• _Stored data_:
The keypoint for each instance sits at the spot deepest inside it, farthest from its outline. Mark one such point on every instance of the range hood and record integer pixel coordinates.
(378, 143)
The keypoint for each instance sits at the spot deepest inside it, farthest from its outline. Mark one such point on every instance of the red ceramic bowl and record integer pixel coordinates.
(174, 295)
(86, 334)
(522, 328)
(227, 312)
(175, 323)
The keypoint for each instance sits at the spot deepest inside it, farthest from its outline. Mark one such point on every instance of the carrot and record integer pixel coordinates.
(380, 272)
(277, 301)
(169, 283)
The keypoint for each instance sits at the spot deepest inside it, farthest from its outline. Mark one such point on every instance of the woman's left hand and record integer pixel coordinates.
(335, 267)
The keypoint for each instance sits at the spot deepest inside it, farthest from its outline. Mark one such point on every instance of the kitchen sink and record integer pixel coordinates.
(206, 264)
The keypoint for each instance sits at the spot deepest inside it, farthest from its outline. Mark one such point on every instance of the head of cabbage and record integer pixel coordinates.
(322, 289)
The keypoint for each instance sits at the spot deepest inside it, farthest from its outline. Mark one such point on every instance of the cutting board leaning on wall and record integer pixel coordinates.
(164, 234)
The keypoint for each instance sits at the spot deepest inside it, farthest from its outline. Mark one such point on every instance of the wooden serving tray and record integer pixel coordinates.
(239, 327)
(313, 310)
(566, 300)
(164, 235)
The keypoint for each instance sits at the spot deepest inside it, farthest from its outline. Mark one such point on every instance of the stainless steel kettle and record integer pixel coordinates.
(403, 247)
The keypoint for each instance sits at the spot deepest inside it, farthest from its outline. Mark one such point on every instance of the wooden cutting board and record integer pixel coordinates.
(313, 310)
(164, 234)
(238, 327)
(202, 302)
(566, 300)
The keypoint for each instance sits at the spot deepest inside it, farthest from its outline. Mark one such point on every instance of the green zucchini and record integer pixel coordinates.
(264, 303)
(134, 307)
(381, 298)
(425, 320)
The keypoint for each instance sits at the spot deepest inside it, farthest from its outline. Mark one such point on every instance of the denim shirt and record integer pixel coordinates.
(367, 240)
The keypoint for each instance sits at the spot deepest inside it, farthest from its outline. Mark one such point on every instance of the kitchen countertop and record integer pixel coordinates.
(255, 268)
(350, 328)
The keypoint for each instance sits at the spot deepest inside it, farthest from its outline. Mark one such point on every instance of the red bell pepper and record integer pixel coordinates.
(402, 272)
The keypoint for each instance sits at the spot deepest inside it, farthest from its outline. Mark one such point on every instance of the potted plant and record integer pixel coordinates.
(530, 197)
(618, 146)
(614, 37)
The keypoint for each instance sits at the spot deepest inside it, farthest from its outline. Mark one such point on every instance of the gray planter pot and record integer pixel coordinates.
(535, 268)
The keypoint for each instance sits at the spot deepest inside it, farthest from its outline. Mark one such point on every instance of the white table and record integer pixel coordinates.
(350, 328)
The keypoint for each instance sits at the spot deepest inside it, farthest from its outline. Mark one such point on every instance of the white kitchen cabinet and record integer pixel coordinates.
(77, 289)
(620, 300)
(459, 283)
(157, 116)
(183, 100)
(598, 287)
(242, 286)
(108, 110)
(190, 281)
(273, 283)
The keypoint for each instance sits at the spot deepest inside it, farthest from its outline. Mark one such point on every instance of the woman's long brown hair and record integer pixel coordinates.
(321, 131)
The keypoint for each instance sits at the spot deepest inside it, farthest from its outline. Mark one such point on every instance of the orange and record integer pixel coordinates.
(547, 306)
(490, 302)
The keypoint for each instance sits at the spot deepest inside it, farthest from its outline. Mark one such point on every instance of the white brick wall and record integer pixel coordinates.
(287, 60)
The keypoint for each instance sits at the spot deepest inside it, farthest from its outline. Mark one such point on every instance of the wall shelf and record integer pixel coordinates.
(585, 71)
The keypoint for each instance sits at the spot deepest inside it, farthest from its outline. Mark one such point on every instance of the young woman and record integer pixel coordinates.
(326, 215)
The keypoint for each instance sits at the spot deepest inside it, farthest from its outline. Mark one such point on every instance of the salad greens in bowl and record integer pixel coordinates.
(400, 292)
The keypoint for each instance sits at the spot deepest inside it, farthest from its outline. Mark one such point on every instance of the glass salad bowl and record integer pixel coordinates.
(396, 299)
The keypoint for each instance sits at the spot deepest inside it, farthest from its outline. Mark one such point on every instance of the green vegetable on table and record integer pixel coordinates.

• _Stated exercise_:
Nothing should be changed: write out all of the data as is.

• _Written reply_:
The keypoint for each instance sits at the spot deepest inside it, farthest from its outline. Mark one such point on every instance of the range hood and record integer pixel coordinates.
(378, 143)
The keypoint for each instance sits at the spot deepest inside it, farthest from its outline. Mark one such point on every instance of the red ceramic bowl and record integer pixel coordinates.
(174, 295)
(86, 334)
(522, 328)
(227, 312)
(175, 323)
The keypoint for each instance sits at the spot deepest inside it, farthest from its outline. Mark one such point on every instance of the carrot and record integer pixel coordinates.
(380, 272)
(277, 301)
(169, 283)
The keypoint for each instance sits at the spot deepest inside it, farthest from its outline. Mark one such point on every instance of the woman's left hand and record integer pixel coordinates.
(335, 267)
The keypoint for each instance sits at the spot deepest inside it, farthest from its outline. Mark one such point on every instance of the kitchen sink and record integer pixel coordinates.
(206, 264)
The keypoint for each instance sits at the spot deepest inside it, farthest from its outline. Mark one such point on every instance of the head of cabbage and record integer pixel coordinates.
(322, 289)
The keypoint for each instance sits at the spot deepest inside it, farthest from its outline. Mark one such point on every instance of the cutting board leaning on wall and record integer pixel coordinates.
(164, 234)
The keypoint for each instance sits at the spot deepest inside it, farthest from its outline. Mark one such point on every instance of the wooden serving tray and record integer pixel coordinates.
(239, 327)
(313, 310)
(566, 300)
(164, 235)
The keypoint for each instance sits at the spot deepest inside it, farthest from its outline. Mark one such point on every instance of the stainless steel kettle and record integer pixel coordinates.
(403, 247)
The keypoint for each instance sits at the spot deepest inside it, farthest from its outline. Mark one such point on every instance of the wooden cutting board and record integer pixel coordinates.
(313, 310)
(164, 234)
(238, 327)
(202, 302)
(566, 300)
The keypoint for each instance sits at the spot deepest inside it, farthest from its outline. Mark one such point on every instance of the green zucchini and record integer pixel coordinates.
(264, 303)
(134, 307)
(381, 298)
(425, 320)
The keypoint for each instance sits at the spot deepest inside it, farthest from its outline. Mark one such point on every instance of the denim shirt and record integer pixel coordinates.
(367, 240)
The keypoint for each instance sits at the spot deepest inside it, farthest from its outline. Mark one such point on every instance of the kitchen countertop and record integer pixel coordinates.
(255, 268)
(350, 328)
The keypoint for each instance sits at the spot deepest inside it, farthest from its outline. Mark one such point on every instance of the red bell pepper and record integer pixel coordinates.
(402, 272)
The keypoint for each instance sits at the spot deepest inside it, farthest from its outline. Mark one such point on every instance of the potted plant and record integer pixel coordinates.
(530, 197)
(618, 146)
(614, 37)
The keypoint for each instance sits at the spot deepest inside it, farthest from its outline. Mark one such point on every instance of the gray planter pot and record integer pixel coordinates.
(535, 268)
The keypoint for each instance sits at the spot deepest inside it, farthest from its outline. Mark one such point on every instance of the white table and record integer pixel coordinates.
(350, 328)
The keypoint for each instance sits at the spot deepest inside it, farthest from its outline. Mark one such point on every instance of the white kitchen cabinet and record integer pixel coordinates.
(77, 289)
(620, 300)
(459, 283)
(157, 116)
(183, 100)
(598, 287)
(242, 286)
(108, 110)
(190, 281)
(273, 283)
The keypoint for each instance sits at the spot deepest inside it, farthest from its outline. Mark one such point on every instance of the woman's long brown hair and record integer pixel coordinates.
(321, 131)
The keypoint for each instance sits at the spot deepest inside it, farthest from its outline. Mark one such point on every instance of the orange and record integer pixel coordinates.
(547, 306)
(490, 302)
The keypoint for each instance sits at the spot deepest inside it, farthest from its outline. Mark one such point on every instance of the white brick wall and record integer pixel coordinates.
(287, 60)
The keypoint for each instance sits at the spot deepest inside it, farthest from its outline. Mark one such point on every instance of the wall shelf and record integer pixel coordinates.
(585, 71)
The keypoint for each instance sits at the spot deepest inside it, farthest from its outline. Mark one such point on every instance of the young woman and record integer pixel coordinates.
(326, 215)
The keypoint for each instance sits at the spot deepest inside it, farthest from its outline. Mark one such point on every instance of the salad greens in bowl and record integer pixel coordinates.
(400, 292)
The keypoint for each instance sits at the spot deepest inside it, farthest from its outline. Mark one such point on every instance of the glass salad bowl and record integer pixel coordinates.
(396, 299)
The keypoint for each instance sits at the spot deepest inside it, farthest from its outline. Mark one such point on every instance of the green vegetable on table and record integer pixel coordinates.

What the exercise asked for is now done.